> [Required task 1]
Reproduce the lines of the patch from "(loss, (recon, metrics)), grads" up to and including "raw_grad_norm = optax.global_norm(grads)", without changing a character.
> [Required task 2]
In the patch, turn the block starting "train_dynamics.py  | 14" into a short list that keeps its figures.

> [Excerpted text]
** begin **
From 0053b7b79d8bacc1c1155f34f750c68d3f661426 Mon Sep 17 00:00:00 2001
From: Mihir Mahajan <mihir.mahajan2002@gmail.com>
Date: Wed, 16 Jul 2025 12:03:47 +0200
Subject: [PATCH] added grad norm logging and grad clipping

---
 train_dynamics.py  | 14 +++++++++++++-
 train_lam.py       | 15 +++++++++++++--
 train_tokenizer.py | 14 ++++++++++++--
 3 files changed, 38 insertions(+), 5 deletions(-)

diff --git a/train_dynamics.py b/train_dynamics.py
index 3274fe4..0d5a62c 100644
--- a/train_dynamics.py
+++ b/train_dynamics.py
@@ -1,5 +1,6 @@
 from dataclasses import dataclass, field
 import os
+from typing import Optional
 
 import einops
 from flax.training.train_state import TrainState
@@ -36,6 +37,7 @@ class Args:
     min_lr: float = 0.0
     max_lr: float = 3e-5
     warmup_steps: int = 5000
+    grad_clip_threshold: Optional[float] = None
     # Tokenizer
     tokenizer_dim: int = 512
     latent_patch_dim: int = 32
@@ -108,6 +110,10 @@ def train_step(state, inputs):
     """Update state and compute metrics"""
     grad_fn = jax.value_and_grad(dynamics_loss_fn, has_aux=True, allow_int=True)
     (loss, (recon, metrics)), grads = grad_fn(state.params, state, inputs)
+    # extract and manually clip grad norm for logging (actual clipping is done in the optax.chain)
+    raw_grad_norm = optax.global_norm(grads)
+    metrics["grad_norm"] = jnp.minimum(raw_grad_norm, args.grad_clip_threshold) if args.grad_clip_threshold else raw_grad_norm
+    
     state = state.apply_gradients(grads=grads)
     if args.log_gradients:
         metrics["gradients_std/"] = jax.tree.map(
@@ -201,7 +207,13 @@ def train_step(state, inputs):
     lr_schedule = optax.warmup_cosine_decay_schedule(
         args.min_lr, args.max_lr, args.warmup_steps, args.num_steps
     )
-    tx = optax.adamw(learning_rate=lr_schedule, b1=0.9, b2=0.9, weight_decay=1e-4)
+    if args.grad_clip_threshold:
+        tx = optax.chain(
+            optax.clip_by_global_norm(args.grad_clip_threshold),
+            optax.adamw(learning_rate=lr_schedule, b1=0.9, b2=0.9, weight_decay=1e-4)
+        )
+    else:
+        tx = optax.adamw(learning_rate=lr_schedule, b1=0.9, b2=0.9, weight_decay=1e-4)
     train_state = TrainState.create(apply_fn=genie.apply, params=init_params, tx=tx)
 
     device_mesh_arr = create_device_mesh((num_devices,))
** end **
> [Supplied material]
** begin **
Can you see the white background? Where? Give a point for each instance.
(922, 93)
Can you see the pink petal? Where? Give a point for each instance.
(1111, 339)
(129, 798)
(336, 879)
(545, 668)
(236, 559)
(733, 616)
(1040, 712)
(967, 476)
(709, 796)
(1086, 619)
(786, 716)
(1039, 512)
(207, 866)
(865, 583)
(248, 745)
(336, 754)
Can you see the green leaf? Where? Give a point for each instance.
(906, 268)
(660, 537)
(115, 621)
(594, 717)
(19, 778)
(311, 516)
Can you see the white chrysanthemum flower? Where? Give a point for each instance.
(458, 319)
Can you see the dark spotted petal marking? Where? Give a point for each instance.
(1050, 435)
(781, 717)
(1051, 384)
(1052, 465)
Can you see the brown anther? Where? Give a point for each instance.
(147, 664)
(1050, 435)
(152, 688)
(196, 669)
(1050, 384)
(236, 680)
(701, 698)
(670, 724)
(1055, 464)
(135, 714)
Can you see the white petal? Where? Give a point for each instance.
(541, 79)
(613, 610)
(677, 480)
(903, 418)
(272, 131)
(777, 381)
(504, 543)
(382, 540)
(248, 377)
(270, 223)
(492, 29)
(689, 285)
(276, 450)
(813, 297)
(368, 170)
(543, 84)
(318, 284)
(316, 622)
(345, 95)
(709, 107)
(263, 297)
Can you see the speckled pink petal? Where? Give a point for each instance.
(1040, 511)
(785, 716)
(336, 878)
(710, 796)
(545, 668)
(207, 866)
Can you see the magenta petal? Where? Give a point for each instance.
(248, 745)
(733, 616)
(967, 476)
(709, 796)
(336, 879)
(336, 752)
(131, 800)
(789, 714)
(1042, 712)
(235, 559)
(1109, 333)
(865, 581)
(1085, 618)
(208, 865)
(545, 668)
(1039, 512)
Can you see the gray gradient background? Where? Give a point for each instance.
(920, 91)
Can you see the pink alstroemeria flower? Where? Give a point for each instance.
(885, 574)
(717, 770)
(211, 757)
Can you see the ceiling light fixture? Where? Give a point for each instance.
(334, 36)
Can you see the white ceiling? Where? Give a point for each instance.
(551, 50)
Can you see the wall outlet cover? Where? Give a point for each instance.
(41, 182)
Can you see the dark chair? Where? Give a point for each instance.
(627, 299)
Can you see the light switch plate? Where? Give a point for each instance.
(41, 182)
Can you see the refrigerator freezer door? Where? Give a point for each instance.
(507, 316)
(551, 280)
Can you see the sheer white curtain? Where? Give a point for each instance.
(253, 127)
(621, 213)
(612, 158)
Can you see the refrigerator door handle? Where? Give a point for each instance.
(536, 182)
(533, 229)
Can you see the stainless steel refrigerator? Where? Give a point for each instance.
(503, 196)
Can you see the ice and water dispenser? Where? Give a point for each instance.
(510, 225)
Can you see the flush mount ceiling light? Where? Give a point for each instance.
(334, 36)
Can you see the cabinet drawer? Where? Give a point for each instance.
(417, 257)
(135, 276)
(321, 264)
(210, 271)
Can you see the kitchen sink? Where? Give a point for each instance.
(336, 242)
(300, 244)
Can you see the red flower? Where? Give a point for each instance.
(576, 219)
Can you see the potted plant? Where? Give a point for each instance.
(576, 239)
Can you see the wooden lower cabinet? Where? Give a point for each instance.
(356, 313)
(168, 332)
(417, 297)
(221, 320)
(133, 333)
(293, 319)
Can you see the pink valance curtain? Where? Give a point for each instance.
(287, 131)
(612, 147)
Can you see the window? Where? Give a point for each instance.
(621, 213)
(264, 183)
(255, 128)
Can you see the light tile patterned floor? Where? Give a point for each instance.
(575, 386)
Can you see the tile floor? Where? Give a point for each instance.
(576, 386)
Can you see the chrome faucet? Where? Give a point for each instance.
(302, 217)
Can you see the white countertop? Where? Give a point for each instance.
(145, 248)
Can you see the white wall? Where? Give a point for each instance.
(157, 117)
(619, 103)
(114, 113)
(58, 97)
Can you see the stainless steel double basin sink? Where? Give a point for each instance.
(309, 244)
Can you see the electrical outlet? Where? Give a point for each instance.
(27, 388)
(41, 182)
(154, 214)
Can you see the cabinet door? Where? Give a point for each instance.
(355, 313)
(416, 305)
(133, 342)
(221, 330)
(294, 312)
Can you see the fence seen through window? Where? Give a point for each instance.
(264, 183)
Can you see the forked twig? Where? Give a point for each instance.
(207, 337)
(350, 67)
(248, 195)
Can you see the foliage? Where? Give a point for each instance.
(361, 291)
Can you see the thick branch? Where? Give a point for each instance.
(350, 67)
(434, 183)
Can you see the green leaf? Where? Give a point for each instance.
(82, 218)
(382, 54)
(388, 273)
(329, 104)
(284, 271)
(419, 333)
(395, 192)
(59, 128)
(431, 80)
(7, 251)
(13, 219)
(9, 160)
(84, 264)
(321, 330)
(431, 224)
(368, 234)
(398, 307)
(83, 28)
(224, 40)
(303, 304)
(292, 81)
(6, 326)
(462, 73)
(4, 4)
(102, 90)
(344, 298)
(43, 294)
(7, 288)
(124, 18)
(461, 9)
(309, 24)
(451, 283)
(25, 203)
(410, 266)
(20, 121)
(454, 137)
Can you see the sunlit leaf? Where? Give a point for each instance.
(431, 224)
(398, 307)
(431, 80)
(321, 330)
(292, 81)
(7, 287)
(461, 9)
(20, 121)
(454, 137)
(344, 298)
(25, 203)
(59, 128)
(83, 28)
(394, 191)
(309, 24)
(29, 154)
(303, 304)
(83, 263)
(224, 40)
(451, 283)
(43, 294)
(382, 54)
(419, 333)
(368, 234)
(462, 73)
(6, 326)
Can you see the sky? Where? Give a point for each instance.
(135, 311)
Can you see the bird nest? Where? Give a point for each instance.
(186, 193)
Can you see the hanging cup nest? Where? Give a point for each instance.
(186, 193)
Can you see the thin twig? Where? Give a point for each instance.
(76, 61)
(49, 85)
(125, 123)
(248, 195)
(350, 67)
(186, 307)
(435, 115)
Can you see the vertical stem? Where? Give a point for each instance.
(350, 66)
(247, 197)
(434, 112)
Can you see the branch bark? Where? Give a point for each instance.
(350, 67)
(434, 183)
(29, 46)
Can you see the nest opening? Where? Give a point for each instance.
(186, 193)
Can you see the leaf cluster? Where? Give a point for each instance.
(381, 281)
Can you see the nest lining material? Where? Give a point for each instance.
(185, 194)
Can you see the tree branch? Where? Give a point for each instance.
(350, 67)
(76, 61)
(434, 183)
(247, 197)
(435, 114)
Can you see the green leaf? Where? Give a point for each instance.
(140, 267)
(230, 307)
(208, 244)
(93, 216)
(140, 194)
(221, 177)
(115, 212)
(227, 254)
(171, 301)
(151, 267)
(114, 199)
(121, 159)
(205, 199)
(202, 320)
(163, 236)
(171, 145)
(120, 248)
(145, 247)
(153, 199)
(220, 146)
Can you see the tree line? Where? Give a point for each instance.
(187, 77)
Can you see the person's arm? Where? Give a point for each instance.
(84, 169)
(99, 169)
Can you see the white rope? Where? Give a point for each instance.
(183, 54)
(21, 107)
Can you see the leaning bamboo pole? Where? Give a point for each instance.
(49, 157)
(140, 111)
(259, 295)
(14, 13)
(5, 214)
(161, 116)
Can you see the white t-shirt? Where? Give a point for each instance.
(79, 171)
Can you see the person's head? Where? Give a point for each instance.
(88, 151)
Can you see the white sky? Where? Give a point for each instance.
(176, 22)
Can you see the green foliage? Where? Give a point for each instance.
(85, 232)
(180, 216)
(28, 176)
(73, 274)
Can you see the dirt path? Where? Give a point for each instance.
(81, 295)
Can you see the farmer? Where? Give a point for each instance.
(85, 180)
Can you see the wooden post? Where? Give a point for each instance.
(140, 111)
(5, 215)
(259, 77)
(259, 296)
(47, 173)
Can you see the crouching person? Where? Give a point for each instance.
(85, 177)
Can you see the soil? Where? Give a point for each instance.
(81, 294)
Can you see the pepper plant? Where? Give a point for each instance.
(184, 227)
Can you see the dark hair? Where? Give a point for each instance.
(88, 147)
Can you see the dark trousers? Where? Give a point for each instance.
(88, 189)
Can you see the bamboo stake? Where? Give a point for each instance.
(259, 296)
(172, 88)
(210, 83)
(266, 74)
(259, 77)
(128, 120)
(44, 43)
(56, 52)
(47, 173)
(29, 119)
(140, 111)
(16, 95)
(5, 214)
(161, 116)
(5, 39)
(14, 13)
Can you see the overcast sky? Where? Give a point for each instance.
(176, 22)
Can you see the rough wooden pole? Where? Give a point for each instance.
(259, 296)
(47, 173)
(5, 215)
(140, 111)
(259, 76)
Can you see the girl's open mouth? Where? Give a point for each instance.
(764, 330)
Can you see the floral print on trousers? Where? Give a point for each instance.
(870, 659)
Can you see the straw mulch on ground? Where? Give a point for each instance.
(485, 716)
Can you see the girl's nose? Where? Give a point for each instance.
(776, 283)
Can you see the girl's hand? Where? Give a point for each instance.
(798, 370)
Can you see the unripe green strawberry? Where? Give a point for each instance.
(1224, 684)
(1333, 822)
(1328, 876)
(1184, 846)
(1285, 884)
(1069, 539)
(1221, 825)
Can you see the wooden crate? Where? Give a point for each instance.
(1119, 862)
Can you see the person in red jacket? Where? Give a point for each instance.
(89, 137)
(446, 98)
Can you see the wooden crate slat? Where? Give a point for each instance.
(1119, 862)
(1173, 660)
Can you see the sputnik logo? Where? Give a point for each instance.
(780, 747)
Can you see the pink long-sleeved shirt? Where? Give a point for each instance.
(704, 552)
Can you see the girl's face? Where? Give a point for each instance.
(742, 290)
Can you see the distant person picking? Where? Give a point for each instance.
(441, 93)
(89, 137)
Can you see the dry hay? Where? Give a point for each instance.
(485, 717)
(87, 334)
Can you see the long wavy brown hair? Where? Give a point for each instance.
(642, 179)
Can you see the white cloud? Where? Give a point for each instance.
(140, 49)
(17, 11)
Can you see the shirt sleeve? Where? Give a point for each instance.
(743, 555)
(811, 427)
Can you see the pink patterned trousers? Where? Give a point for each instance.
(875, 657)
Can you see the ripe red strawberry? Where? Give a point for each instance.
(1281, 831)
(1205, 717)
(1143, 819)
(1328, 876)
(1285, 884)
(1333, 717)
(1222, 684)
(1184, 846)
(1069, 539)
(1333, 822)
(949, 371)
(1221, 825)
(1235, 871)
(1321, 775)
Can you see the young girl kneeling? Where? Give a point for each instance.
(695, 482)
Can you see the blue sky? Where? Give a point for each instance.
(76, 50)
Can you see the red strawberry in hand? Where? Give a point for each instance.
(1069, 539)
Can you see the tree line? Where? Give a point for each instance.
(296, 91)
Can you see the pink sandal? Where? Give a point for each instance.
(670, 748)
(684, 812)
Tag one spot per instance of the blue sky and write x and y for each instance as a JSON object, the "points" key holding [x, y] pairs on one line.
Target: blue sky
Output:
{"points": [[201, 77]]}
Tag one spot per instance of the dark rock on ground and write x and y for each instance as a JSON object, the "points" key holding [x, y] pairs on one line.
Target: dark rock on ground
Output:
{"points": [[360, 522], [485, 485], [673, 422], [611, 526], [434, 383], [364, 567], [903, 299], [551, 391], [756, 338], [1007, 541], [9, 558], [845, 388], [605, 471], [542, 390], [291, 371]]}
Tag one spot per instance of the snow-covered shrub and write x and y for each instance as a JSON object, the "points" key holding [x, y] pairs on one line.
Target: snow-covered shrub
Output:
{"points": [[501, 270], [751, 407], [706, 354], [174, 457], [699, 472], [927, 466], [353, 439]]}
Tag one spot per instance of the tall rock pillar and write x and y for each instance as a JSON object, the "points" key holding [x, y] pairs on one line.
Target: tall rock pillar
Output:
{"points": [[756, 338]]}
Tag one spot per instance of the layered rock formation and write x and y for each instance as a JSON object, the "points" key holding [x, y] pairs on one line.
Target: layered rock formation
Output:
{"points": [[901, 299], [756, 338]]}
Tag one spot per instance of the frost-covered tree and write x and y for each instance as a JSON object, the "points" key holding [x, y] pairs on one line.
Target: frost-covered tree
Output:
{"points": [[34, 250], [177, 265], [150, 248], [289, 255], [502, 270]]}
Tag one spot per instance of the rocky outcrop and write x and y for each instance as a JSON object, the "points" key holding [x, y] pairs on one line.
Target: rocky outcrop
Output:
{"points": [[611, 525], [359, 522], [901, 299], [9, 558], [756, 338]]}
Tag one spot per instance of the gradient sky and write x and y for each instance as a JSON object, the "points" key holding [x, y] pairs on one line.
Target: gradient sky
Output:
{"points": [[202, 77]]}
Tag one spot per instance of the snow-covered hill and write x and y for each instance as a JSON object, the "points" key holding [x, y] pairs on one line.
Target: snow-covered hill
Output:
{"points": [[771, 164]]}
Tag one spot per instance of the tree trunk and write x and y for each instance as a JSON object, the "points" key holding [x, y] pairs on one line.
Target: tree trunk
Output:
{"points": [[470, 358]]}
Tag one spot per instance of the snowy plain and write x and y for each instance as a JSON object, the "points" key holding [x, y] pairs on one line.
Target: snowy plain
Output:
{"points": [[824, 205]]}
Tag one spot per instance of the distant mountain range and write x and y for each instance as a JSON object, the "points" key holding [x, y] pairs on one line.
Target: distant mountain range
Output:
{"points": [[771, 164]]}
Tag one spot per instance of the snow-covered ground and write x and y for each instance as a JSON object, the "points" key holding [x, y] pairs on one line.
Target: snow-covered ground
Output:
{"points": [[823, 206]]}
** end **
> [Right answer 1]
(loss, (recon, metrics)), grads = grad_fn(state.params, state, inputs)
+    # extract and manually clip grad norm for logging (actual clipping is done in the optax.chain)
+    raw_grad_norm = optax.global_norm(grads)

> [Right answer 2]
- train_dynamics.py: 14 lines changed
- train_lam.py: 15 lines changed
- train_tokenizer.py: 14 lines changed
- Total: 3 files changed, 38 insertions, 5 deletions